• _SUPPLIED MATERIAL_:
=-=-=-=-=

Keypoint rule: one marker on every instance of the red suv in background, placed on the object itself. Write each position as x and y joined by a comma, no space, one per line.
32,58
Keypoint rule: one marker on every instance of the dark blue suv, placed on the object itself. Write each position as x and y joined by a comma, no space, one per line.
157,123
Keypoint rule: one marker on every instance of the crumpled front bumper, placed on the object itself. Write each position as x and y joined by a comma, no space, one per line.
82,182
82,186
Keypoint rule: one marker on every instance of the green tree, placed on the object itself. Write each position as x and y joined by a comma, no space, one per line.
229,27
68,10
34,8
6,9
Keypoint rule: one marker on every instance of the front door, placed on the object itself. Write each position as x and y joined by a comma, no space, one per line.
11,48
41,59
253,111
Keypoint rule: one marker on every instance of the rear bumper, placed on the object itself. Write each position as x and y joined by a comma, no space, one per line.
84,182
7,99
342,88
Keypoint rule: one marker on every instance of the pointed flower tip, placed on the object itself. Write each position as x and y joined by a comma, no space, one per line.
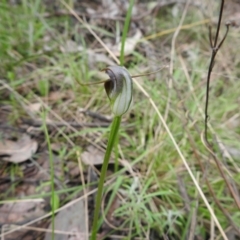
119,89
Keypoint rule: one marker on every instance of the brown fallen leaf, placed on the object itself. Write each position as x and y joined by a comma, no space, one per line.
18,151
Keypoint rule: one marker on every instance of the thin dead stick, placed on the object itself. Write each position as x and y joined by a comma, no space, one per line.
208,146
172,59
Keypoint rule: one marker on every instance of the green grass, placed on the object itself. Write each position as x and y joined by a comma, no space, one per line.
34,66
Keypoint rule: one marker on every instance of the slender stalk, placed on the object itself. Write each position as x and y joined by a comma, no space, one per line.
111,140
125,31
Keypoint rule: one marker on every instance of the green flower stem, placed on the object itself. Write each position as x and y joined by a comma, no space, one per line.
111,140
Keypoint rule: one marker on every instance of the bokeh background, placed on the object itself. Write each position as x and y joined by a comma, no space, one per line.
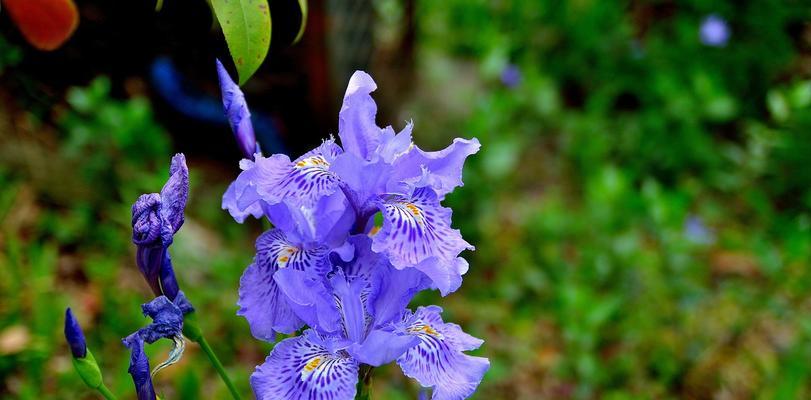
640,206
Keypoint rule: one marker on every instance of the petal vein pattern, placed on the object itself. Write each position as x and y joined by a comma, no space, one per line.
438,361
303,368
416,228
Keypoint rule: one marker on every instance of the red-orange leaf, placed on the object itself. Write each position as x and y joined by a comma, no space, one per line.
46,24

=-=-=-=-=

• _WHAT YOU WILL DO_: Render the data above as a two-column CSV with the header row rule,positions, giving one row to each line beginning "Keypoint rule" and placing in the positions column the coordinates listed under it. Enclose every field in double quotes, replace each line break within a field with a space, and omit the pictures.

• _EXERCISE OUTPUT_:
rule,positions
"Keypoint rule: one marker on every instance of the red suv in background, placed on the object itself. Write each position as x and y joined by a comma, no space, one per line.","32,58"
"Keypoint rule: one marker on every instance of the dark blue suv, placed on the object itself. Write each position as x and y joined by a comma, no space, one per line.","157,123"
"Keypoint rule: one marker on every instance of the crumpled front bumper, placed on the object itself. Write each position as x and y joined by a comma, no space, one per line.","82,182 82,186"
"Keypoint rule: one marker on every instance of the green tree, placed on the object itself. Write each position as x and y joined by a comma, no space, one per line.","229,27 68,10 34,8 6,9"
"Keypoint rule: one marker on every instance of the front door, placed on the object itself. Write each position as x and y joined by a comma, no space, one per line.","11,48 41,59 253,111"
"Keypoint rule: one marker on every instance of the rear bumper, placed on the object itself. Write each position as x and y joined by a comma, no space, one per line.","84,182 7,99 342,88"
"Keypoint rule: one marker on every instance of the pointed flower tip, placed on the object itself. Write each position as x and y joined by a comma, no space, one per line.","119,89"
"Keypoint rule: one marker on every instance of the brown fallen leaf, placed on the object itself. Write each position as x and y joined by a comma, no space, one per line.","18,151"
"Keypoint rule: one marker on every instance of the thin dead stick, placed on the object itself. Write each position as x and y joined by a comma, no space, one per line.","208,146 172,59"
"Keypoint rule: one marker on every instance of the green grass, placed on the object itself. Write each position as x and y joined by a comma, no space, one per line.","34,66"
"Keypoint rule: one marker on every instance of the slender stalk, placed on the object itself. Write each position as x and y joined by a comma, no space, one per line.","111,140 125,31"
"Keypoint rule: one marker on every instance of the green flower stem, placed on the object itself. Write each position as x and y joined by a comma, no space, one per line.","111,140"
"Keypoint rule: one marker on every instance of the bokeh background, placed on the object itself. Write each position as x and y joined by a comma, no space, one per line.","640,206"
"Keypoint rule: one marker on every instance of the petal vein pattern, placed on the object itself. Write each position as x and y joined by a comma, no space, one per line.","438,361 303,368 416,228"
"Keypoint rule: one marker on every instance of the red-orange leaf, placed on the object itself. Write each position as x and y joined by a comma, no space, one per line.","46,24"